No picture belongs in the copy. Repeat each line below exactly.

##### Data excerpts #####

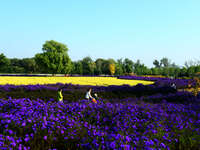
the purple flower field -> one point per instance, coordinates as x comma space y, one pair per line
155, 117
35, 124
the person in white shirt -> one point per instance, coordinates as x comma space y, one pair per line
88, 94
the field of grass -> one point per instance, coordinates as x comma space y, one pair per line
96, 81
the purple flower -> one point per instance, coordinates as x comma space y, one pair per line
112, 144
45, 137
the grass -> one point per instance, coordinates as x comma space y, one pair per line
96, 81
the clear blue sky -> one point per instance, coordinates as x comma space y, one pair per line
134, 29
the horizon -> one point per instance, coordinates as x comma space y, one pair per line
108, 29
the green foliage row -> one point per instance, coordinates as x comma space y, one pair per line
55, 60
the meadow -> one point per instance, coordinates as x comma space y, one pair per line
96, 81
126, 117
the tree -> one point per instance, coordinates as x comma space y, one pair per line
156, 63
77, 68
88, 66
4, 63
112, 69
98, 68
165, 62
54, 58
29, 65
128, 65
119, 67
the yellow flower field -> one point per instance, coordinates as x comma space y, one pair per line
97, 81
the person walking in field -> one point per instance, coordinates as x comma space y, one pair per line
89, 97
59, 95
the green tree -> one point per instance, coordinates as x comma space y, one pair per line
77, 68
156, 63
54, 58
119, 67
128, 65
88, 66
165, 62
98, 68
29, 65
112, 69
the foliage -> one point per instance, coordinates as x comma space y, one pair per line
54, 58
112, 69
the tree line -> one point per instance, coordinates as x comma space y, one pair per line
54, 59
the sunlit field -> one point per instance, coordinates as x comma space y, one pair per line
96, 81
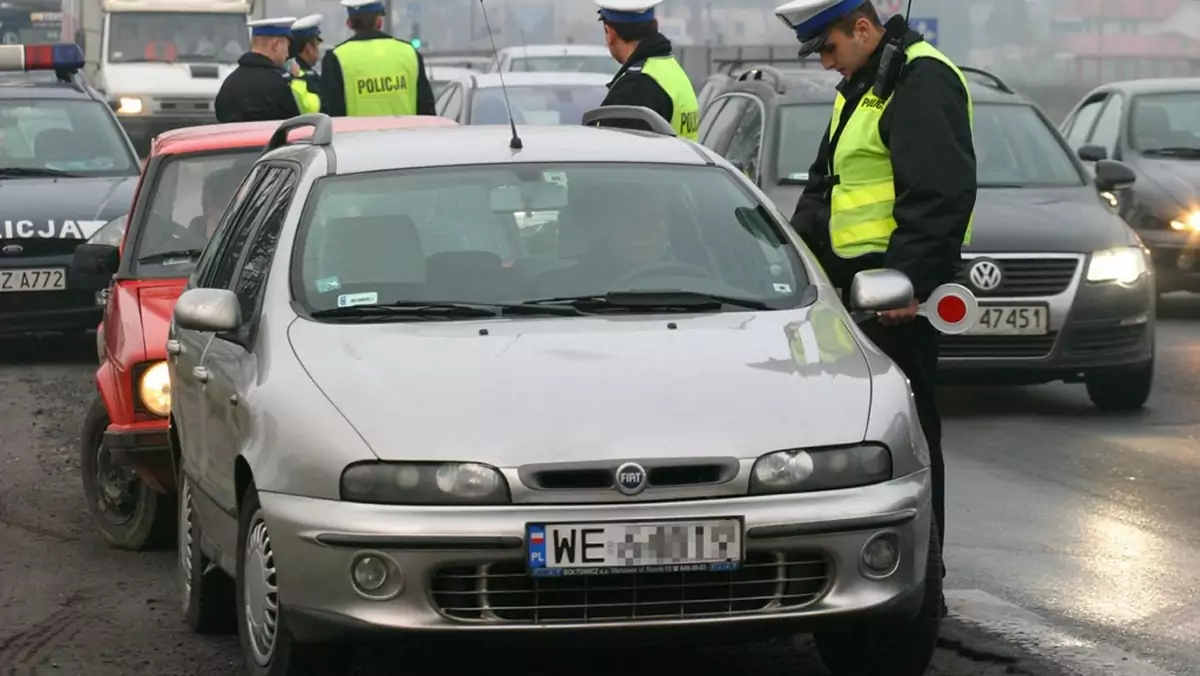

#####

## Answer for the task
the purple flower field -> one point per instance, coordinates as x comma space y, one pair per line
155, 117
35, 124
the person in white shirt -> one point per instance, coordinates as x comma space y, one pair per line
88, 94
the field of grass -> one point per instance, coordinates as x comma space y, one pair per line
96, 81
the purple flower -> one point per instance, coordinates as x comma space y, one pair per line
112, 144
45, 137
the grass -> one point per instance, coordinates as x comma space y, one pair per line
96, 81
the clear blue sky -> one point per instance, coordinates as x comma space y, one pair per line
134, 29
the horizon -> one point per instance, coordinates as x comma space y, one pair per line
108, 29
the green foliage row -> one point per instance, coordinates as x comma space y, one pair per line
55, 60
the meadow -> one point per instance, coordinates as x comma space y, one pair per line
96, 81
126, 117
the tree -> one point per instance, coordinates as x comma space y, one pair per line
156, 63
77, 68
88, 66
4, 63
112, 69
98, 68
165, 62
54, 58
29, 65
128, 65
119, 67
the yellow flower field -> one point per instance, coordinates as x comma space y, one pair per line
97, 81
the person walking in field -> one point per instance, coordinates as x comma space y, one pair per line
89, 97
59, 95
the green tree -> one point per instance, coordinates as x comma space y, one pair per line
77, 68
156, 63
54, 58
119, 67
128, 65
88, 66
165, 62
98, 68
29, 65
112, 69
the foliage -> one point per instance, coordinates as x comma space y, one pair per line
54, 58
112, 69
the tree line -> one point per instance, coordinates as x comma space y, one pair per line
54, 59
the sunlit field -> one point per instance, coordinates as x comma space y, one pair per line
96, 81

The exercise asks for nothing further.